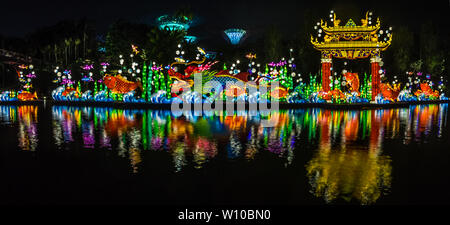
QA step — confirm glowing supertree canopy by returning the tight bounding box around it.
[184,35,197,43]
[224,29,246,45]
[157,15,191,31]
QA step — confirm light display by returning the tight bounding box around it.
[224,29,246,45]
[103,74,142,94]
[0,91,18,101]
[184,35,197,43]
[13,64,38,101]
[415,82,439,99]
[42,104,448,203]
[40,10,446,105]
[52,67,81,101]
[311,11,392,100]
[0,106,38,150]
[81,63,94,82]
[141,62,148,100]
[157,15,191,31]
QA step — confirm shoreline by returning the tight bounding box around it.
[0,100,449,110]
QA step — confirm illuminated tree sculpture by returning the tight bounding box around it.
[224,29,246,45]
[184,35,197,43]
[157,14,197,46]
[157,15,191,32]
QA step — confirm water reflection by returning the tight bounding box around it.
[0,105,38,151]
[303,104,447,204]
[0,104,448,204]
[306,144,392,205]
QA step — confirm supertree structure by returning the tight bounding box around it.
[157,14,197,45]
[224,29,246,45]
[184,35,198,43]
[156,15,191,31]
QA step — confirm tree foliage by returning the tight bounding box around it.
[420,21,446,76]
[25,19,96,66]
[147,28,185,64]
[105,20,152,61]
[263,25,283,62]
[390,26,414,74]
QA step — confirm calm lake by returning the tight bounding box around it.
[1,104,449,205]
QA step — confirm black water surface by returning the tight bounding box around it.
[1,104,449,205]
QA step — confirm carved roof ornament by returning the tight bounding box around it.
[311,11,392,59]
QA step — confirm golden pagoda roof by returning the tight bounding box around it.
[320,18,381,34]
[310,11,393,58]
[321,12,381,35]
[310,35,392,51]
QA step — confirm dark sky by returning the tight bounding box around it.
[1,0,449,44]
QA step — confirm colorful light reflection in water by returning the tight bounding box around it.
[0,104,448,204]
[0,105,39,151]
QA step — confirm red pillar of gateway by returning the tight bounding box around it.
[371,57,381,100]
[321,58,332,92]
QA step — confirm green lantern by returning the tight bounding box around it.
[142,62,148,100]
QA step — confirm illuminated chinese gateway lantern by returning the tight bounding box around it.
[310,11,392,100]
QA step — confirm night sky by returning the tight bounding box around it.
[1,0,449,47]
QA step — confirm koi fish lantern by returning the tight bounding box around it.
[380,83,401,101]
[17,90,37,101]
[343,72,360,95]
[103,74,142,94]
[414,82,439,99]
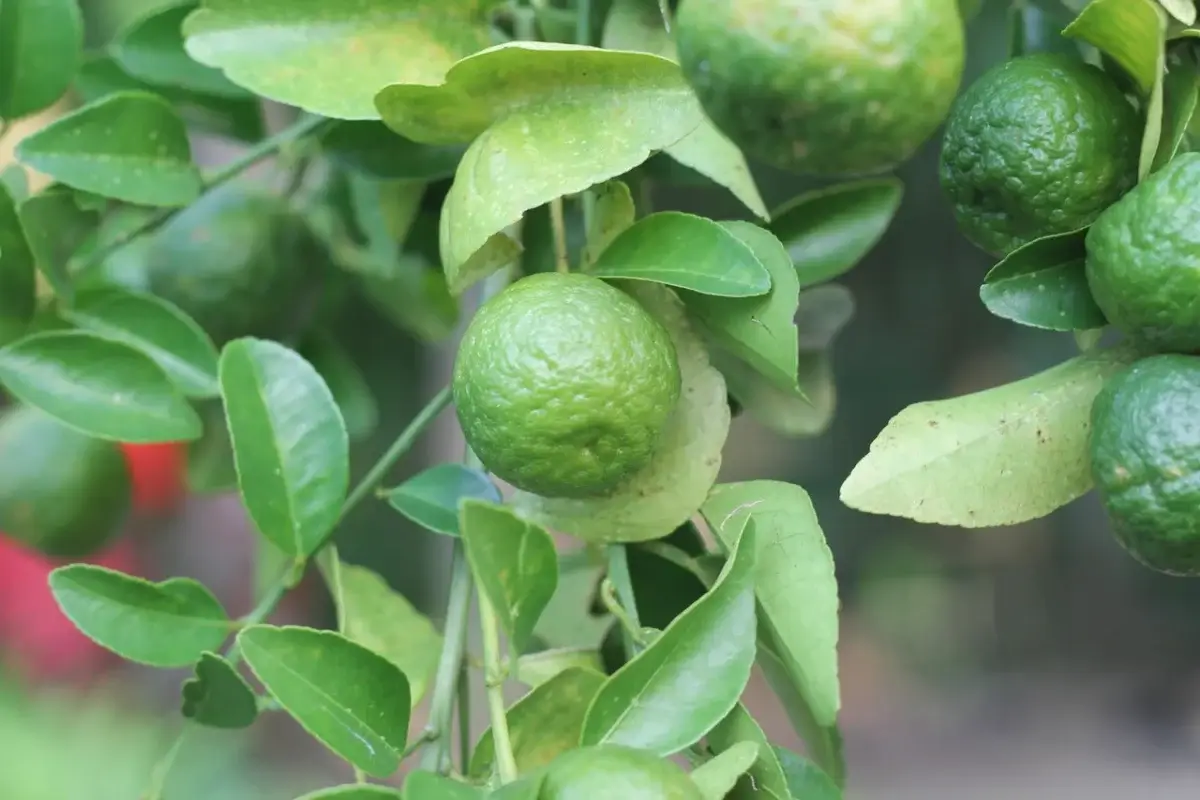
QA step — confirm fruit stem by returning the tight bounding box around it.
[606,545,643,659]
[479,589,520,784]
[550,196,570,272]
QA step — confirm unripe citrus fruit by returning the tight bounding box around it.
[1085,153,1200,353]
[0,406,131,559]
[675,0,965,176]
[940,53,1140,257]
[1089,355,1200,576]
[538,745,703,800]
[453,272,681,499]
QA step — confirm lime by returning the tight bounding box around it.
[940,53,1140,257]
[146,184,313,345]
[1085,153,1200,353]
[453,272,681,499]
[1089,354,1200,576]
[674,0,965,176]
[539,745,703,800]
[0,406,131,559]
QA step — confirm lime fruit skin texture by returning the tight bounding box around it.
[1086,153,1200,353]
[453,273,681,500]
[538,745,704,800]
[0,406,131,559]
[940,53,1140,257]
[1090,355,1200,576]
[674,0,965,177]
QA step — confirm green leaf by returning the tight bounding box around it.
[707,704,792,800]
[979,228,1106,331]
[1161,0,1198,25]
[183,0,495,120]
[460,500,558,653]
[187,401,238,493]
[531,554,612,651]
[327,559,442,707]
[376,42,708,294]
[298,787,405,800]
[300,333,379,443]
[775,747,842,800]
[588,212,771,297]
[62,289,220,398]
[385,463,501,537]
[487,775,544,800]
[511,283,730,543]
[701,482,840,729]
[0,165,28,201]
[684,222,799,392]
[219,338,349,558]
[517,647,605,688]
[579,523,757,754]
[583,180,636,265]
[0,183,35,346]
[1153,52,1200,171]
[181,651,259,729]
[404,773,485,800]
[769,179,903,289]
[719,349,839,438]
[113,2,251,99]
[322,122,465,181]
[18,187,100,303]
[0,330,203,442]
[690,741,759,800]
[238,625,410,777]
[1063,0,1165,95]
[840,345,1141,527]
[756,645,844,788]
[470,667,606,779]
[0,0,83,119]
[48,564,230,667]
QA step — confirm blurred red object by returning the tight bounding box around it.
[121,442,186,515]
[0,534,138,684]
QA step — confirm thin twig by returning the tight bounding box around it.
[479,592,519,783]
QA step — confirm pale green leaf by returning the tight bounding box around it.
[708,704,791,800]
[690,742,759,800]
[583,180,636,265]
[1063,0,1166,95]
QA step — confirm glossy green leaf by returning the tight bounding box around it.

**Exercise requirements**
All of the material above needs to be restated exactly, with no pictures.

**Response area**
QA step — confirm glowing supertree canopy by returning the tight bounding box around it.
[184,35,197,43]
[224,29,246,45]
[157,15,191,31]
QA step — confirm light display by returning the tight bounding box around it.
[224,29,246,45]
[103,74,142,94]
[0,91,18,101]
[184,35,197,43]
[13,64,38,101]
[415,82,439,99]
[42,104,448,203]
[40,10,446,105]
[52,67,81,101]
[311,11,392,100]
[0,106,38,150]
[81,63,94,82]
[141,62,148,100]
[157,15,191,31]
QA step — confirm shoreline by returning the tight bounding box around it.
[0,100,449,110]
QA step — confirm illuminated tree sculpture by returning the tight bounding box around it.
[224,29,246,45]
[184,35,197,43]
[157,14,197,46]
[157,15,191,32]
QA step — confirm water reflection by returning the tight bounding box around it.
[0,105,38,151]
[303,104,447,204]
[0,104,448,204]
[306,144,392,205]
QA step — confirm supertree structure by returning the tight bounding box around it.
[157,14,197,45]
[224,29,246,45]
[184,35,198,43]
[156,15,191,31]
QA step — confirm tree foliage by returning the tight bounding box around it.
[420,21,446,76]
[25,19,96,66]
[147,28,185,64]
[105,20,152,61]
[263,25,283,62]
[390,26,414,74]
QA step — confirm calm lake by returning the tight bounding box around it.
[1,104,449,205]
QA step — confirm black water surface by returning the tight bounding box around it.
[1,104,449,205]
QA step — confirm carved roof ornament by returning the tight bounding box around it.
[311,11,392,59]
QA step — confirm golden pagoda roof by returning the tight bounding box around it.
[320,18,381,34]
[310,11,393,58]
[321,12,381,35]
[310,35,392,51]
QA step — confirm dark sky by returning the tight bounding box around it.
[1,0,449,44]
QA step — confirm colorful light reflection in water by returning the tight bounding box around it.
[0,104,448,204]
[0,105,39,151]
QA step — confirm red pillar of gateway by returning the tight bounding box around it.
[371,57,381,100]
[321,58,332,92]
QA step — confirm green lantern by returning the tight bounding box around it.
[142,62,148,100]
QA step — confirm illuminated chinese gateway lantern by returning the tight bounding box around it.
[310,11,392,100]
QA step — confirm night sky by returning the tight bounding box around it.
[1,0,449,47]
QA step — confirm koi fish lantern by returning the tight bounding box around it.
[380,83,401,101]
[17,90,37,101]
[343,72,360,95]
[103,74,142,94]
[414,82,439,99]
QA step — confirm fruit stem by returning the tight bounding box around it.
[606,545,643,659]
[479,589,520,784]
[550,196,570,272]
QA step — confirm unripe citrus fruit by returning the tight bounding box around it.
[1085,153,1200,353]
[0,406,131,559]
[675,0,965,176]
[940,53,1140,257]
[1089,355,1200,576]
[538,745,703,800]
[453,272,681,499]
QA step — confirm lime by returning the tight bounding box around it.
[940,53,1140,257]
[146,184,313,345]
[1085,153,1200,353]
[453,272,681,499]
[1089,354,1200,576]
[674,0,965,176]
[539,745,703,800]
[0,406,131,559]
QA step — confirm lime fruit skin texture by returning the tight bounding box around it.
[1086,153,1200,353]
[453,273,681,500]
[538,745,704,800]
[0,406,131,559]
[940,53,1140,257]
[1090,355,1200,576]
[674,0,965,177]
QA step — confirm green leaf by returning the tight bounding box around it.
[707,704,792,800]
[979,228,1106,331]
[1161,0,1198,25]
[183,0,495,120]
[460,500,558,653]
[187,401,238,493]
[531,554,612,651]
[327,559,442,707]
[376,42,708,294]
[298,787,405,800]
[300,333,379,443]
[775,747,842,800]
[588,212,771,297]
[62,289,220,398]
[385,463,501,537]
[487,775,544,800]
[511,283,730,543]
[701,482,840,729]
[0,165,28,201]
[684,222,799,392]
[219,338,349,558]
[517,647,605,688]
[579,523,757,754]
[583,180,636,265]
[0,183,35,346]
[1153,52,1200,171]
[181,651,259,729]
[404,773,485,800]
[769,179,903,289]
[719,349,839,438]
[113,2,251,99]
[322,122,465,181]
[18,187,100,303]
[0,330,203,442]
[690,741,759,800]
[238,625,410,777]
[1063,0,1165,95]
[840,345,1141,527]
[756,645,844,788]
[470,667,606,779]
[0,0,83,119]
[48,564,230,667]
QA step — confirm blurred red object by returning the tight bounding box around it.
[121,442,186,515]
[0,534,138,684]
QA step — confirm thin twig by returning the tight bounding box around it.
[479,592,519,783]
QA step — confirm pale green leaf by returning the tight bounding box around it.
[708,704,791,800]
[690,742,759,800]
[583,180,636,265]
[1063,0,1166,95]
QA step — confirm glossy green leaf by returning the tight bounding box around it.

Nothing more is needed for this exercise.